== Written exercise ==
Convert the records below into a two-column CSV headed request and answer, with one row per request. Put each request's text in one quoted field and its answer in the other, and replace line breaks with spaces.

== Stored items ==
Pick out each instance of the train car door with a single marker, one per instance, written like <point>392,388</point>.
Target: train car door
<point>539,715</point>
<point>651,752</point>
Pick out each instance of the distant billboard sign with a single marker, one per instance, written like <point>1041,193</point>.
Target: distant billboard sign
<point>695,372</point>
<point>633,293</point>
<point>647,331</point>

== Full response ==
request,answer
"Pick out each instance of the train car door with a single marker, one per instance, written like <point>392,388</point>. Target: train car door","<point>539,715</point> <point>651,752</point>"
"Pick out each instance of the distant billboard sign with a single marker, one per instance, written like <point>1041,193</point>. Target: distant billboard sign","<point>695,372</point> <point>633,293</point> <point>647,331</point>"